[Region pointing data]
-*-
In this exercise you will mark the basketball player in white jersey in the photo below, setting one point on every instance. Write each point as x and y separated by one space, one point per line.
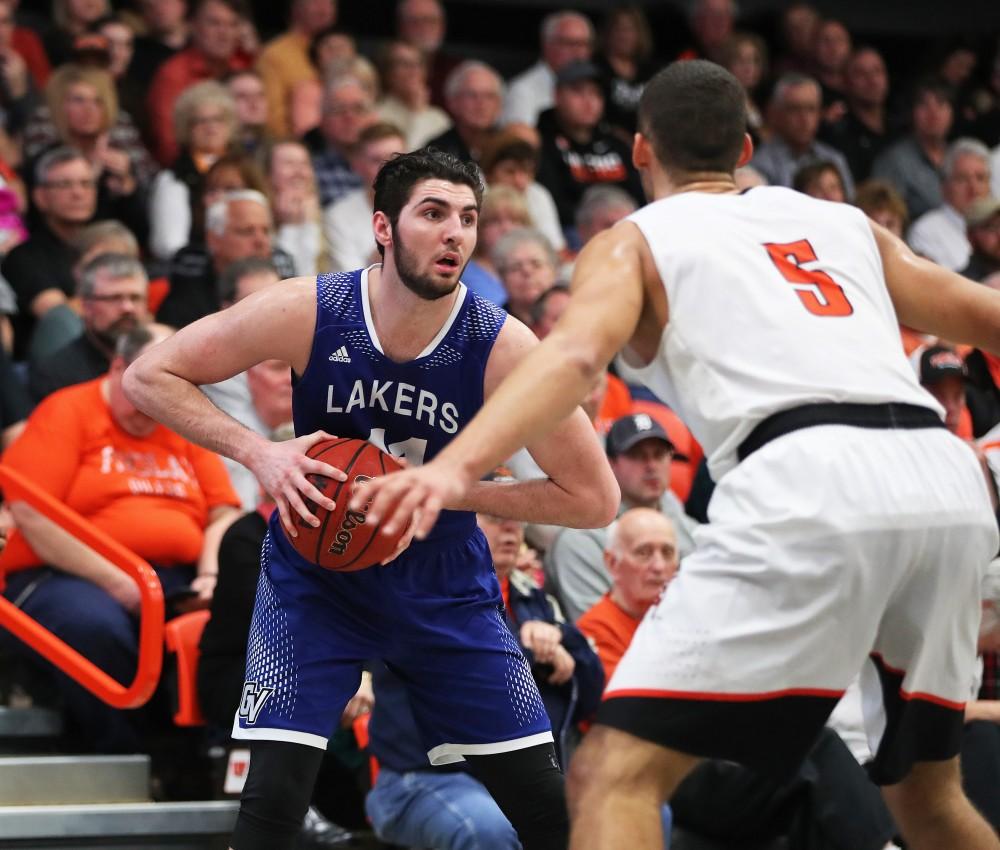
848 529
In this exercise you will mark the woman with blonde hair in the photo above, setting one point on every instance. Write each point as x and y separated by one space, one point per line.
406 99
206 127
298 222
81 111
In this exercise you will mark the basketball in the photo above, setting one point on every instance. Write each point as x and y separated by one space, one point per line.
343 541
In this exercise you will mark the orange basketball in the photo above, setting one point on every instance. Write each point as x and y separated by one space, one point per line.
344 541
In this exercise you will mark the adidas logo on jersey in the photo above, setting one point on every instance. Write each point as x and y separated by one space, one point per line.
340 355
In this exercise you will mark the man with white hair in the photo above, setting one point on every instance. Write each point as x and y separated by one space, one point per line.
566 37
473 93
237 226
423 24
347 110
641 557
794 113
940 234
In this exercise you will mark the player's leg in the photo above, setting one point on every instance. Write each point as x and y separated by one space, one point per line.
933 812
278 789
618 784
471 689
445 810
922 666
308 636
529 788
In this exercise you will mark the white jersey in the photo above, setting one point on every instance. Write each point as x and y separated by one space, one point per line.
775 300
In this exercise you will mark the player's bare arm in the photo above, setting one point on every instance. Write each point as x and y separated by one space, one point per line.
579 489
934 300
545 387
275 324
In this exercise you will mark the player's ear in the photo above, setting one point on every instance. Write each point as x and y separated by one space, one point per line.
642 151
382 228
746 154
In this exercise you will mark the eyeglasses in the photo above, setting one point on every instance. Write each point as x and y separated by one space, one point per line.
349 109
524 266
122 297
217 118
63 185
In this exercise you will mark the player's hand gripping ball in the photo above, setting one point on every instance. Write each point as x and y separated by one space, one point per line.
344 541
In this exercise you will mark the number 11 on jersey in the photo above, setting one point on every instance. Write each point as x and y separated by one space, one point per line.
818 292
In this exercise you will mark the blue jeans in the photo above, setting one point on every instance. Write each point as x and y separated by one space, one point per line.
439 810
99 628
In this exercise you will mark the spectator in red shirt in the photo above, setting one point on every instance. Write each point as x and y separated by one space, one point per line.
214 51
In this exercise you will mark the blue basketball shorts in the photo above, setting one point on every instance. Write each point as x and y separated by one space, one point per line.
434 616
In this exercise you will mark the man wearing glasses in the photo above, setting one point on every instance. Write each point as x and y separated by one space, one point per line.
639 452
113 300
41 269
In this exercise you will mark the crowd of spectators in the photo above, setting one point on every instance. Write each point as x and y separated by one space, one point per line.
162 159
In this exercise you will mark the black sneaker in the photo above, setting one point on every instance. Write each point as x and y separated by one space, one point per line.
317 832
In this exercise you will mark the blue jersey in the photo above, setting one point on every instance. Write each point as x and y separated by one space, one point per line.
350 388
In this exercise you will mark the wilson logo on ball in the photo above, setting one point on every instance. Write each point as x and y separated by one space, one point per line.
346 540
352 519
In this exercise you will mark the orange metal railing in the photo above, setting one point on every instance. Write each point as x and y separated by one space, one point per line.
18 488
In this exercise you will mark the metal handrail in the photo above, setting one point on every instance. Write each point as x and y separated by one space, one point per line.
17 488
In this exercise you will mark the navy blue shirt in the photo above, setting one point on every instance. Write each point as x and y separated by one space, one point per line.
412 410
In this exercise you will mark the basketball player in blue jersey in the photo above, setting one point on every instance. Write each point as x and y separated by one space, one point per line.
402 355
849 529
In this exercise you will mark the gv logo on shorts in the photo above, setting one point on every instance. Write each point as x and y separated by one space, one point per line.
252 701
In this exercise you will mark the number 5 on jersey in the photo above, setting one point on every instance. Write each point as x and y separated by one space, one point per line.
817 291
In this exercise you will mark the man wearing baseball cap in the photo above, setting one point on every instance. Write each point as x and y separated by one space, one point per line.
639 452
578 151
942 373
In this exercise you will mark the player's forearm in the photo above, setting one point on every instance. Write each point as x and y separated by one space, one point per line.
983 710
542 391
184 408
540 500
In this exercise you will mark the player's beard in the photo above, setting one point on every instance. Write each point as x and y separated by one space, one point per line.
422 285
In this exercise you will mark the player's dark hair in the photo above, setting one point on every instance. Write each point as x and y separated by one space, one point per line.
397 177
694 114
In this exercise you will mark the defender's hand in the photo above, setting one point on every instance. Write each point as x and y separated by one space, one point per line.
411 496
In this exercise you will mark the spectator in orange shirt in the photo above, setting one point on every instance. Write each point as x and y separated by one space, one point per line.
214 51
642 558
284 61
160 496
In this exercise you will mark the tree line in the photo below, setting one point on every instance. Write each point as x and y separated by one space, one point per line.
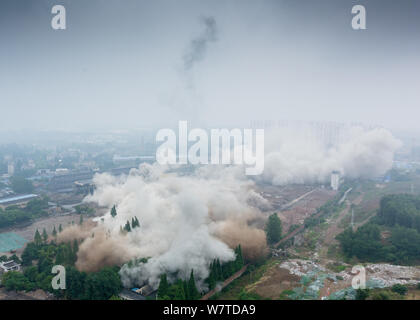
99 285
391 236
187 289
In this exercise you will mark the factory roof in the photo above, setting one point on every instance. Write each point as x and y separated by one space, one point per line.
17 198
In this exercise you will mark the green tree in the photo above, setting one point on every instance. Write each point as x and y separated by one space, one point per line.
127 227
44 235
163 287
113 211
37 238
362 294
20 184
273 229
399 288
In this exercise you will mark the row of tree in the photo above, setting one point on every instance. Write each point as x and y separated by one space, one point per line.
187 289
400 241
79 285
14 215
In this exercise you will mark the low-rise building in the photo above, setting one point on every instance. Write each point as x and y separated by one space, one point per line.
9 266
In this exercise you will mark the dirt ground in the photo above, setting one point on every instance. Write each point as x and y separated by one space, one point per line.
33 295
274 282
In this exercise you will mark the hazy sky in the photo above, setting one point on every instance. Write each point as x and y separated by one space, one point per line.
124 64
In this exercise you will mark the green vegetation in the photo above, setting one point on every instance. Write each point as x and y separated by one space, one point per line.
21 185
14 215
84 209
273 229
399 215
187 289
362 294
400 289
400 209
99 285
113 211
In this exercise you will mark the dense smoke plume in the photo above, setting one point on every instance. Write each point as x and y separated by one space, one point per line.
294 156
187 221
198 46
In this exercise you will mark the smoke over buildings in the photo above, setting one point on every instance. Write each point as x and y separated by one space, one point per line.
197 48
187 221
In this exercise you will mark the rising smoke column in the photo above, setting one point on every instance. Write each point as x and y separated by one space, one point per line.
293 157
185 223
197 48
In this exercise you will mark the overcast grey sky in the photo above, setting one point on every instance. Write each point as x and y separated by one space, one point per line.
-*-
Exercise goal.
Copy each of the entries above precisely, and drop whatever pictures they hold.

Solution for this problem.
In this exercise you will mark the basketball player in white jersey in the photo below, setting one point on every instance. Write each point as x and y separated by one space, one point per line.
848 529
In this exercise you will mark the woman with blonde hair in the photo above, setting one point on every instance. Write each point as x and y separated by one space, one point per line.
406 99
206 127
298 222
81 111
In this exercise you will mark the basketball in the photo above, setting one point on every instance. Write each point as x and y separated by one space, one point per line.
343 541
In this exercise you will mark the orange basketball in the photo above, setting one point on every instance. Write each point as x and y separated by one space, one point per line.
344 541
In this exercise you will mark the adidas logo on jersey in the photo above, setting one point on every instance. Write each point as x and y separated by one space, one point per line.
340 355
In this exercise you will mark the man with white hair in the photo above, setting one point on every instance. Write each point as x and y separated by one space, one point per line.
566 37
473 93
237 226
423 24
347 110
641 557
794 113
940 234
In this exercise you will mark the player's leg in the photo above, setting one point on every instance. Write each point as x and y separated by one space, one point per line.
933 812
278 789
618 784
471 689
445 810
922 666
308 636
529 788
In this exercise you will mark the white jersey in the photo above, setting one point on every instance. Write each point as x and y separated by one space, one point per line.
775 300
In this exercise you will mark the player's bare arm in the photo above, setting one point on every instance. Write each point as x and y separated by one space, one point per line.
579 489
934 300
545 387
275 324
In this exercise you will mark the player's ear in the photo above, setting one point on every instance. Write each point as x and y separated by one space, one point per line.
642 151
382 228
746 154
In this exercise you will mark the eyeglasses in the photo above, setting one point on every instance. Write each point as x and y separated by one space, one point per line.
349 109
524 266
122 297
217 118
63 185
In this exercise you will mark the player's hand gripping ball in the photo above, setting one point on every instance. Write each point as x and y separated by one space, one point per line.
344 541
In this exercise you will mark the number 11 on jersey in the photo above, setting one point on every instance. Write each point as x and y separated by one space, one point per line.
818 292
In this exercise you will mark the blue jeans in the photo above, setting one point on every instance. Write each point as x and y separated by one space, one point per line.
439 810
99 628
In this exercise you will mark the spectator in red shirt in the photo above, setting one point on every instance. Write each point as x and y separated by one space, one point per line.
214 51
In this exercise you will mark the blue basketball shorts in the photo above, setting one point on every instance. Write each point as x and y separated by one space, one point per line.
434 616
In this exercise you will mark the man wearing glasses in the photo above, setting one point on every instance. Write each point as x and y separated by one space, one point per line.
639 452
113 300
41 269
In this exercise you will mark the crowd of spectators in the photo above, setting one point on every instance. Write each point as x and y separated by one space, one point per line.
162 159
In this exercise you will mark the black sneaker in the photo above, setting one point on every instance. Write each point as x and y separated by one space, one point per line.
317 832
In this exercise you will mark the blue jersey in the photo above, setting one point on every instance. Write each point as x and y separated by one space, one point per line.
350 388
In this exercise you will mark the wilson logo on ball in the photo above, setting one point on every instance. Write each point as x and y separated by one space, one point per line.
346 540
352 519
In this exercise you will mark the orange metal railing in the photo above, setting one point on every instance. Write each point as x and y separated by one space, one point per line.
18 488
In this exercise you will mark the metal handrail in the photo above, setting one point on every instance. Write each point as x and y separated by one space, one point per line.
17 488
In this exercise you will mark the navy blue shirt in the photo above, setting one point on every instance. Write each point as x and y separated by one space, one point per line.
412 410
In this exercise you will mark the basketball player in blue jersey in the photo above, setting one point on every instance. Write each point as x and y separated by one space, one point per line.
402 355
849 529
In this exercise you will mark the gv logo on shorts in the photo above, setting one point on every instance. Write each point as x and y separated by one space, one point per line.
252 701
In this exercise you will mark the number 5 on jersey in the photo above, setting one point on every instance. Write each point as x and y separated by one space, one point per line.
817 291
In this exercise you will mark the man wearing baseball cap in the photo above, setting one point on every instance. Write each point as x and y separated by one space, one point per line.
639 452
578 151
942 373
In this exercise you will mark the player's forearm in the photo above, setting one point on every instance. Write each point as x and y separated by one space, one point per line.
983 710
542 391
184 408
540 500
In this exercise you will mark the player's beard in the photo above, setting one point on every instance. Write each point as x and y separated by one space, one point per line.
422 285
In this exercise you will mark the player's dark hair in the photo above, setting one point on every instance. Write each point as x and y separated by one space, one point per line.
397 177
694 114
In this exercise you will mark the defender's hand in the photo above, setting one point on every instance. Write each point as x and y separated by one space, one point per line.
411 496
In this exercise you will mark the spectator in orange shirt in the photo above, setting one point on every instance. Write each point as x and y separated by one space, one point per line.
214 51
642 558
284 61
160 496
In this exercise you will mark the tree line in the photo below, setting one point on every instance. Write each point as x and y separated by one space, one point per line.
99 285
391 236
187 289
In this exercise you will mark the factory roof in the photo above, setting one point on every instance. Write each point as x and y separated by one space, one point per line.
17 198
In this exercise you will mark the green tree in the photo above, setting one point on every instance. Write each point as x and y separated by one space, one point per line.
127 227
44 235
163 287
113 211
37 238
362 294
20 184
273 229
399 288
In this exercise you will mark the row of tree in the photo above, setting one point on every instance. Write each point as x and y separated by one space, one point per line.
187 289
400 241
79 285
14 215
In this exercise you will mark the low-rise building in the photo above, setting one point on every instance. Write each point as x and y separated by one space, one point per line.
9 266
In this exercise you will mark the dirt ground in the photo above, setting one point on every instance. Write each point as x and y separated by one space, one point per line.
33 295
274 282
In this exercise you will mark the hazy sky in the photo above, setting one point on every instance. Write each point as x and y separated by one space, one point per line.
124 64
In this exercise you will mark the green vegetation in the photo above, setting one point on every instance. Write each point as x and y separated by one space, one point per line.
21 185
14 215
84 209
273 229
399 215
187 289
362 294
400 289
400 209
99 285
113 211
In this exercise you will mark the dense smoke plume in the photo above, setting one point on every instance. Write each point as x and y separated by one space, one point per line.
294 156
187 221
198 46
In this exercise you will mark the smoke over buildings in the photo above, setting one point on every instance. Write each point as x and y separated by one space, one point per line.
197 48
187 221
In this exercise you will mark the rising smoke column in the photo above, setting one point on every instance. Write each point as x and y separated by one space, one point per line.
293 157
185 223
197 48
In this exercise you will mark the overcast grey sky in the photo above, setting one point on every instance. Write each point as x and y separated by one space, one point per line.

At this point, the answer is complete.